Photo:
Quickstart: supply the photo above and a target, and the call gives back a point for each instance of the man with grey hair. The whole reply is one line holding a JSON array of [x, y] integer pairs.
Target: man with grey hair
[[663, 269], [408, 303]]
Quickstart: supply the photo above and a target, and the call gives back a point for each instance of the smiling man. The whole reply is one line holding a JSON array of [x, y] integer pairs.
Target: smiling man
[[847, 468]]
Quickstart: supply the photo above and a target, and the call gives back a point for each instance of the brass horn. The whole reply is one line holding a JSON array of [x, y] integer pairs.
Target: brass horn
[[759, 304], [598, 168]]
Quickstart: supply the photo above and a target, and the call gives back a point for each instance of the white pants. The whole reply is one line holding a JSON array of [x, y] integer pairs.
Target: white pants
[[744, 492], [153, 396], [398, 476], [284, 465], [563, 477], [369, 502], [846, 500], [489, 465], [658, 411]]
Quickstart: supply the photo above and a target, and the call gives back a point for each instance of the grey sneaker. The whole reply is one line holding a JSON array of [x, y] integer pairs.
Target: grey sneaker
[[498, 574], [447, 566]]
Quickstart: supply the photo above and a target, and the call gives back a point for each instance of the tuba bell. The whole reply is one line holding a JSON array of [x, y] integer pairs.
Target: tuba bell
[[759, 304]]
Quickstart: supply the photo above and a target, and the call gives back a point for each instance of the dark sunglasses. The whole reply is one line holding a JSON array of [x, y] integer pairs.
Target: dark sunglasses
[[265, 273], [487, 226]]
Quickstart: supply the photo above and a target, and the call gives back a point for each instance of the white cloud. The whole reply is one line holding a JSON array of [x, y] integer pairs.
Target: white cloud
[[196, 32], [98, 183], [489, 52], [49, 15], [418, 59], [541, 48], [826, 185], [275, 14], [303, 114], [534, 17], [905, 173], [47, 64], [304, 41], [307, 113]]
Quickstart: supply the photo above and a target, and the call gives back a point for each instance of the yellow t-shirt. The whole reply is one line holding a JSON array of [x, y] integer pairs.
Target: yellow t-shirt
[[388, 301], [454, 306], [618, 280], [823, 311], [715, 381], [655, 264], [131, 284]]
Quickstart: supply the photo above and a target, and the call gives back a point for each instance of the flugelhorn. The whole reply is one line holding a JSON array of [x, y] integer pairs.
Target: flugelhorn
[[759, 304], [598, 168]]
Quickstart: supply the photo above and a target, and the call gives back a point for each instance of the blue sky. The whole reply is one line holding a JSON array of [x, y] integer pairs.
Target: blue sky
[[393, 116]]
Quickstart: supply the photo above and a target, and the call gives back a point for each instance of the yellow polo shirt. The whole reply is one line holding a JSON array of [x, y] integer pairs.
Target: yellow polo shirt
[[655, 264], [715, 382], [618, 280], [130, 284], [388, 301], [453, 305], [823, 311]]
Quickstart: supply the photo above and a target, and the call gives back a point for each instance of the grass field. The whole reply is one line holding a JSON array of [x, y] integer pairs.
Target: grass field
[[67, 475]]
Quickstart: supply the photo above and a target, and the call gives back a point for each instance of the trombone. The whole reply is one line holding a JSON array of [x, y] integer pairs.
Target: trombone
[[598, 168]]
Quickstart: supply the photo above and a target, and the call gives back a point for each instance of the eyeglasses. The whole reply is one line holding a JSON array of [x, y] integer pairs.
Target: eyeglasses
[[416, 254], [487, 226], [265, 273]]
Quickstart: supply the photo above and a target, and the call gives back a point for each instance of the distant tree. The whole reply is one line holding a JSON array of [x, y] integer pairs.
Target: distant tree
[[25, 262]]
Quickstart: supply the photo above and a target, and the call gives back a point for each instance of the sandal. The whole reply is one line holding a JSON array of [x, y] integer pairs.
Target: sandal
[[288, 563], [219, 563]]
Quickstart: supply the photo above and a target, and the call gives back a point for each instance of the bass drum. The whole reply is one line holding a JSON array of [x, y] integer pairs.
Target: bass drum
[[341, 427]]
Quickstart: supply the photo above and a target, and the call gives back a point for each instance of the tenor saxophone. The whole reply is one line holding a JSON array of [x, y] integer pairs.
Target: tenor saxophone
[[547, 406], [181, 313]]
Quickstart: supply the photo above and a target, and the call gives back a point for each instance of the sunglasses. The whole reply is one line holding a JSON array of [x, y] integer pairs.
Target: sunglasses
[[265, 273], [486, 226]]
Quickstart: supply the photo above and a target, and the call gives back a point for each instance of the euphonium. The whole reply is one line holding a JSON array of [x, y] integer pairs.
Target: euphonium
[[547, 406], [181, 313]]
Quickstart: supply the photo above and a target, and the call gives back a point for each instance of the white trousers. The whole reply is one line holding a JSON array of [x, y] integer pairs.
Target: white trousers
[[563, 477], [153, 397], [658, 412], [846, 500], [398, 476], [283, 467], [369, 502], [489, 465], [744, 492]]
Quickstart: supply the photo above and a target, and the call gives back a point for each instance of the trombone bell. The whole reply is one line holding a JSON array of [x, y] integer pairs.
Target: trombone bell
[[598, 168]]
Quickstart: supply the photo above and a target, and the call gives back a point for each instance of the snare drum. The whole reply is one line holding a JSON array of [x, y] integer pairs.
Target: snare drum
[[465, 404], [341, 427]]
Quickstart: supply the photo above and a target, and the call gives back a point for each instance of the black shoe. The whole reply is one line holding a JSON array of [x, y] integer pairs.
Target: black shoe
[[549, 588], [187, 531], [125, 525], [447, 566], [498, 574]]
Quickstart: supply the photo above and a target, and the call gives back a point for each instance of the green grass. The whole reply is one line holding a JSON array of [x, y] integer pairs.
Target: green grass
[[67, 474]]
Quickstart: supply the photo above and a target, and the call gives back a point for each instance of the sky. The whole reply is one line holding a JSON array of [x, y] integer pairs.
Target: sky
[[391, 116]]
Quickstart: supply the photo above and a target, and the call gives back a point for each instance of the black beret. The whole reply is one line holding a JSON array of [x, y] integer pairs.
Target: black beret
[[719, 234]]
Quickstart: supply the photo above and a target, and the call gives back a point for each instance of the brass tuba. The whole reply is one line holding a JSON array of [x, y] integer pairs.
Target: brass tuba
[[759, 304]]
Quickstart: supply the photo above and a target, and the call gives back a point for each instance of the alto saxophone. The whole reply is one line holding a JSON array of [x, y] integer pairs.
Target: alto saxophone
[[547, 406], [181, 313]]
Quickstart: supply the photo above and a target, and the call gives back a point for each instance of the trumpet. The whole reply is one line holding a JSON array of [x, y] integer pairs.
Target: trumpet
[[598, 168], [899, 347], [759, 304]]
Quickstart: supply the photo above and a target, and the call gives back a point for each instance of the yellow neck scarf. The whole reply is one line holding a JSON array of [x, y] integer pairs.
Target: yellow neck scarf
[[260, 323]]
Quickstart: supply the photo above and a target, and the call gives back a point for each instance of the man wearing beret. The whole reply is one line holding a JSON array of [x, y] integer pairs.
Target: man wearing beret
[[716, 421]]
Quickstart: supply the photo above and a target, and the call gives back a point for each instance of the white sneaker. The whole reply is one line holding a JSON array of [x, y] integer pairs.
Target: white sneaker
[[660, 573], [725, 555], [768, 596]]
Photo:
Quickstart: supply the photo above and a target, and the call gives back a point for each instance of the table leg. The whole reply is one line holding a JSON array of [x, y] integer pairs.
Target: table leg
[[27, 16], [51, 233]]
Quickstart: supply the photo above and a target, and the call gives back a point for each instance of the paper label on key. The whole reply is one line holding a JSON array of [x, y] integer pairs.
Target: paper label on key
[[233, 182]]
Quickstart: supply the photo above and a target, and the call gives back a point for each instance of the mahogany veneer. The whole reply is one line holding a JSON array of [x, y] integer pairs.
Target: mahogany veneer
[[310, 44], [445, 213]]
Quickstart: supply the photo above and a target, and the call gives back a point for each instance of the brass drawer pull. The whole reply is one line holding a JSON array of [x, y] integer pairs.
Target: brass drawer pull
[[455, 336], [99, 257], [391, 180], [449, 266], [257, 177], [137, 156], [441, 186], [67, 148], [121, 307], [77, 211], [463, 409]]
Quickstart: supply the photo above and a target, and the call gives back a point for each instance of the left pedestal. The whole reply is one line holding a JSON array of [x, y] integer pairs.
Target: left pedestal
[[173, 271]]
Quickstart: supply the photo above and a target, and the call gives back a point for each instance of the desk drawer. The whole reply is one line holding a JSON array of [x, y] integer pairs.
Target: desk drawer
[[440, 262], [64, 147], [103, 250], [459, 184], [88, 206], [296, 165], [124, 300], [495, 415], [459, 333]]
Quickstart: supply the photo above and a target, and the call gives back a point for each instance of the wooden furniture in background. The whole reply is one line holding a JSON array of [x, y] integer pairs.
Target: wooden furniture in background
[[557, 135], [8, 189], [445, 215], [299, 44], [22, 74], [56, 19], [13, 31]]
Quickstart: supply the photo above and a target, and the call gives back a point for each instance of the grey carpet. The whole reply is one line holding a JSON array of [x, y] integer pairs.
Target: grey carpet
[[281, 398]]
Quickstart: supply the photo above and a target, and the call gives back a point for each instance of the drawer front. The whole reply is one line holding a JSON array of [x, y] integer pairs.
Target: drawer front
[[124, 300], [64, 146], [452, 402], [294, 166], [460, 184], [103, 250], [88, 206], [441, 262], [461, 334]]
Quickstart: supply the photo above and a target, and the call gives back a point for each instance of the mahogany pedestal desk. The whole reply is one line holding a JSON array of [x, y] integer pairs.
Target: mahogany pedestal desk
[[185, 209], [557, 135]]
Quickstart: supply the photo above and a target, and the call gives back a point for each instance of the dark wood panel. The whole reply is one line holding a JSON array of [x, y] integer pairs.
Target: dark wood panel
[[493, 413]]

=======

[YOUR TASK]
Return exactly the lines from the line bearing "of the drawer" to the end of the records, inclusive of both; include no other lines.

[THE REPLY]
Quickstart: supply the photo above and a target, and the call gives back a point for each instance of the drawer front. The whole reply is one line holding a JSON array of [x, y] integer pairs.
Target: drawer front
[[124, 300], [64, 146], [452, 402], [294, 166], [460, 184], [103, 250], [88, 206], [441, 262], [461, 334]]
Quickstart: supply the photo above and a target, and the call gives back a point for each instance of the mahogany pedestal desk. The whole reply is one line holding a JSON array of [x, y] integer pairs.
Target: mahogany pedestal desk
[[185, 209], [557, 135]]
Quickstart: supply the photo above and a target, and the call gives back a point for each instance of the dark wood panel. The whole reply is one line holding a JSON array of [x, y] integer pairs.
Target: dark wood panel
[[493, 413]]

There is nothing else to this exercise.